↓↓↓

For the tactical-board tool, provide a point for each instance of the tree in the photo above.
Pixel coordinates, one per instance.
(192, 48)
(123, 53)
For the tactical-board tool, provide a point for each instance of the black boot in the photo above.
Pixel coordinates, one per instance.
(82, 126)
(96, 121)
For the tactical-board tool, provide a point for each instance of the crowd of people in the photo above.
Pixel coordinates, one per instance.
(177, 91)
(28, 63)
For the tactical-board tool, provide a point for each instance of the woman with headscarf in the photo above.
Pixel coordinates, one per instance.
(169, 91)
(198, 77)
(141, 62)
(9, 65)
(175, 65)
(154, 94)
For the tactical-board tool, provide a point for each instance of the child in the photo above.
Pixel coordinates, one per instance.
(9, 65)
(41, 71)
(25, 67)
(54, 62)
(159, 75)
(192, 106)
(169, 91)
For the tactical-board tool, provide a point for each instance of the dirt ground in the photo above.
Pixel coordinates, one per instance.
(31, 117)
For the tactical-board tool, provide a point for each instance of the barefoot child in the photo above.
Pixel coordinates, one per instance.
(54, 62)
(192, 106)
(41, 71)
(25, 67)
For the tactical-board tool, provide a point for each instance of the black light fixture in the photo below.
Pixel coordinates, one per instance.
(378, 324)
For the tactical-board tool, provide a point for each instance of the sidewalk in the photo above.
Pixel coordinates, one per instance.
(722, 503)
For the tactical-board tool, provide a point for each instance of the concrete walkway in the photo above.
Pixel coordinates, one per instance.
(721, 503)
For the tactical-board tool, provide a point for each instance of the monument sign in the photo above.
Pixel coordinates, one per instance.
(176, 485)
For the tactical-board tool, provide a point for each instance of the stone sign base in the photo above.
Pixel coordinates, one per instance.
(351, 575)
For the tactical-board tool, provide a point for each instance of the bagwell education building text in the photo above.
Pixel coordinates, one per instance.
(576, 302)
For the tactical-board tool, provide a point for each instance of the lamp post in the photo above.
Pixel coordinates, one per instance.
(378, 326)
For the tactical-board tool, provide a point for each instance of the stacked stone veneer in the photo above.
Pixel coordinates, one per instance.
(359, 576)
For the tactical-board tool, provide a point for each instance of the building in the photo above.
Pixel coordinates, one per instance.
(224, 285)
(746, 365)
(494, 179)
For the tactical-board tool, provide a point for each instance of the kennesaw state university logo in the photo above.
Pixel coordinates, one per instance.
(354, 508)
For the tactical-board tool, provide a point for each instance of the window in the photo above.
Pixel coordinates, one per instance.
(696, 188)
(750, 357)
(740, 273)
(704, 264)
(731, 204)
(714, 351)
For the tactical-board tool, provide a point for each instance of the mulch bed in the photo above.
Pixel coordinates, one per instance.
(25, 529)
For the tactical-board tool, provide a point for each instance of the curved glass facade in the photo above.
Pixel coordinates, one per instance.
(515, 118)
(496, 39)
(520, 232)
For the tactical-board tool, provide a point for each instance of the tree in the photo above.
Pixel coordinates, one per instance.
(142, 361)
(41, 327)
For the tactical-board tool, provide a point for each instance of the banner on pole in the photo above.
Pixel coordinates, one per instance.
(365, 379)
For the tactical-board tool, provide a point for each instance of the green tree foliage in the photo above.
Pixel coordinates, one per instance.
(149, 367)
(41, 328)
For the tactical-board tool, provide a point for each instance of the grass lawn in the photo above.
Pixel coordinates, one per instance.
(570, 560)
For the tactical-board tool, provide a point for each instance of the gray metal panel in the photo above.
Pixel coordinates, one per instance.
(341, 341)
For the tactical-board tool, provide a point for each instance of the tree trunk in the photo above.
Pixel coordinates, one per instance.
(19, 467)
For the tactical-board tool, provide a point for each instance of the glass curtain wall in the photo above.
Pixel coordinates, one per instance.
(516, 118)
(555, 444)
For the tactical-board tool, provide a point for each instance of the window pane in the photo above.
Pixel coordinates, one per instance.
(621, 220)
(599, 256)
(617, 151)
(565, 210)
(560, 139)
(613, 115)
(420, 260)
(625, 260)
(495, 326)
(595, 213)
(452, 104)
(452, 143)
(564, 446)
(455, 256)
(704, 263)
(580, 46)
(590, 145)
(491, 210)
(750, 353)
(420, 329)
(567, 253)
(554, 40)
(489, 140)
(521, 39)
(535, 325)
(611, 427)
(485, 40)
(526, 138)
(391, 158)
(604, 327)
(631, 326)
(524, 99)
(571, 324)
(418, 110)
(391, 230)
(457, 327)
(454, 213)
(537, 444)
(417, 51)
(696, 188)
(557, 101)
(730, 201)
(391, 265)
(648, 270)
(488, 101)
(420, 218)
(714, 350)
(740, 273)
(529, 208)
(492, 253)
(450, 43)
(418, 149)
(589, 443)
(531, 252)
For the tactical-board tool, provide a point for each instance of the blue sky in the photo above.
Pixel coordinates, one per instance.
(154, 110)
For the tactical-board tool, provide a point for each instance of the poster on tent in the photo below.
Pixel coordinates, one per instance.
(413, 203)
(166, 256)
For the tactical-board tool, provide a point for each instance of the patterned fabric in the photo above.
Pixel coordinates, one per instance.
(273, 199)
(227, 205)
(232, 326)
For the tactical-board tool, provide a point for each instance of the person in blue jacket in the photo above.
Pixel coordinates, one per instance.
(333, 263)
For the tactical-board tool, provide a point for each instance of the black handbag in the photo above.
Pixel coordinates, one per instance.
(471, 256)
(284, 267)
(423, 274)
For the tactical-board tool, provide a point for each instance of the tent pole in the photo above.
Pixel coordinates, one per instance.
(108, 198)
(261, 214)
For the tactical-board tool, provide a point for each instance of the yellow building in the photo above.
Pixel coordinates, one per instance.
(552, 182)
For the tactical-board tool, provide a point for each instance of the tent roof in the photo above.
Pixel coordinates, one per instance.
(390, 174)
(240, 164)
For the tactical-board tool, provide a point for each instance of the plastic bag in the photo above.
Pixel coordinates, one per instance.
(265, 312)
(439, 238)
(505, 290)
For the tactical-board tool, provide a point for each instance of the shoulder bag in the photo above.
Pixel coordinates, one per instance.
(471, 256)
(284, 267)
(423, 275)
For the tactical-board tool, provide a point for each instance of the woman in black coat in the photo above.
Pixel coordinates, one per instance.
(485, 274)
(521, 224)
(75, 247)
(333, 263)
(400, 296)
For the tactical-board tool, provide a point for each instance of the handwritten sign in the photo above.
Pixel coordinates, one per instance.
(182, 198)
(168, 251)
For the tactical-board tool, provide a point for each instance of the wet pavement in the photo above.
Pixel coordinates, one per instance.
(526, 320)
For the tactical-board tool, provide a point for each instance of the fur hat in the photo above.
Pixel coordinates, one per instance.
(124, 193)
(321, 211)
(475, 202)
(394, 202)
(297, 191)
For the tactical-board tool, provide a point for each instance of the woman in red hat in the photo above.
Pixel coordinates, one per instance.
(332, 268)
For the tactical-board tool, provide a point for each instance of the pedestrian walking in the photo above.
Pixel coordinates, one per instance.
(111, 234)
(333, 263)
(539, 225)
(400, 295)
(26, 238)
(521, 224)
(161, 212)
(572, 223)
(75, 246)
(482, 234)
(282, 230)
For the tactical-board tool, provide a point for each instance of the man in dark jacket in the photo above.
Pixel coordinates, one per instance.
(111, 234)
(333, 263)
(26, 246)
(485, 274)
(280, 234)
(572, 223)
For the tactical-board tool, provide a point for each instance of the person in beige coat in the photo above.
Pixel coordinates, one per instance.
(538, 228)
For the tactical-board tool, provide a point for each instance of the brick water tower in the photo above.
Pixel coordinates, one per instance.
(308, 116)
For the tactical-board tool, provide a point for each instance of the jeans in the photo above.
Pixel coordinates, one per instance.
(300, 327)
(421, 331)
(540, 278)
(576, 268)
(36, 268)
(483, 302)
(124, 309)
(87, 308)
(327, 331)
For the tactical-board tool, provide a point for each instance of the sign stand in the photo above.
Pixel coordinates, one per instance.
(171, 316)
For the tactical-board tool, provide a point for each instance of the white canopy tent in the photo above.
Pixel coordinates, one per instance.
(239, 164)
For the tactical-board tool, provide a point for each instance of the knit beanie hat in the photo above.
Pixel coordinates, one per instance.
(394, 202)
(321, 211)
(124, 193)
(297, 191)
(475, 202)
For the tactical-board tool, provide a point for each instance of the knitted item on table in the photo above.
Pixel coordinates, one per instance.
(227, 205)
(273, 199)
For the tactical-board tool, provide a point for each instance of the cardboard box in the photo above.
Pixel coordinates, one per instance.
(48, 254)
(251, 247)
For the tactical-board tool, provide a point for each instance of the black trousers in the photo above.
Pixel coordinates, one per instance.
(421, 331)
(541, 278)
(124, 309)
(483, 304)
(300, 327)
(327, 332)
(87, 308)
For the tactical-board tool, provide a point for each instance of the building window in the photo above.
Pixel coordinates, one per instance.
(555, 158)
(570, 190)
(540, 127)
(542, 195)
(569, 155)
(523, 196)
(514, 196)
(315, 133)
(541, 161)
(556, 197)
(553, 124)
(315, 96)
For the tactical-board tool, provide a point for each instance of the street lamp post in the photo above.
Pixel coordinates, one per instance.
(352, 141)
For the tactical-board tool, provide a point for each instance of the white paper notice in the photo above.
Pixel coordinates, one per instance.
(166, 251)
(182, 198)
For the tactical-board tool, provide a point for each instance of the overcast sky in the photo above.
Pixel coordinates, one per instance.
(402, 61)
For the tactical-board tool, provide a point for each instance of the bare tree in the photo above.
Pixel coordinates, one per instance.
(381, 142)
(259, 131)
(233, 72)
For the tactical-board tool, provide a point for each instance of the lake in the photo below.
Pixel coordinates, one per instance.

↑↑↑

■ **Aim of the task**
Copy out everything from the line containing "stand in the photo above." down to the last line of the items, word for word and including both ends.

■ **Written answer**
For the tactical-board tool, provide a point for each instance of the sign stand in the photo above.
Pixel coordinates, one per instance.
(171, 316)
For the tactical-board tool, provide a point for each instance of the white canopy tent in the photo above.
Pixel coordinates, one per instance.
(239, 164)
For the tactical-board tool, provide a point for each instance of the knit beanie hat in the photo above.
Pixel coordinates, one per instance.
(394, 202)
(321, 211)
(124, 193)
(297, 191)
(475, 202)
For the tactical-board tool, provide a point for each instance of the knitted item on table in the photo above.
Pixel coordinates, one per instance.
(227, 205)
(273, 199)
For the tactical-board tool, provide a point for each instance of the cardboard box in the photo above.
Pixel coordinates, one per instance.
(48, 254)
(251, 247)
For the tactical-board tool, provide a point for each instance of the black trousers in the photo above.
Pixel coordinates, one per instance.
(421, 331)
(541, 278)
(124, 309)
(483, 304)
(300, 327)
(327, 332)
(87, 308)
For the tactical-board tool, provide a point for each instance of the building window in the photo above.
Pixel coordinates, one per instance.
(555, 158)
(570, 190)
(540, 127)
(542, 195)
(569, 155)
(523, 196)
(514, 196)
(315, 133)
(541, 161)
(556, 197)
(553, 124)
(315, 96)
For the tactical-board tool, provide a point for each instance of the street lamp post in the photo above.
Pixel coordinates, one per instance.
(352, 141)
For the tactical-board tool, provide a point for each instance of the white paper notice in the photo above.
Pixel coordinates, one per instance.
(166, 251)
(182, 198)
For the tactical-board tool, provide a point for each instance of the overcast sky in the photo above.
Pixel coordinates, one per instance.
(402, 61)
For the tactical-board tool, provide a point for each instance of the bare tree in the photo above.
Pixel coordinates, one per instance.
(381, 142)
(259, 131)
(233, 72)
For the tactical-board tool, provide a point for each instance of the lake in the photo below.
Pixel coordinates, one per instance.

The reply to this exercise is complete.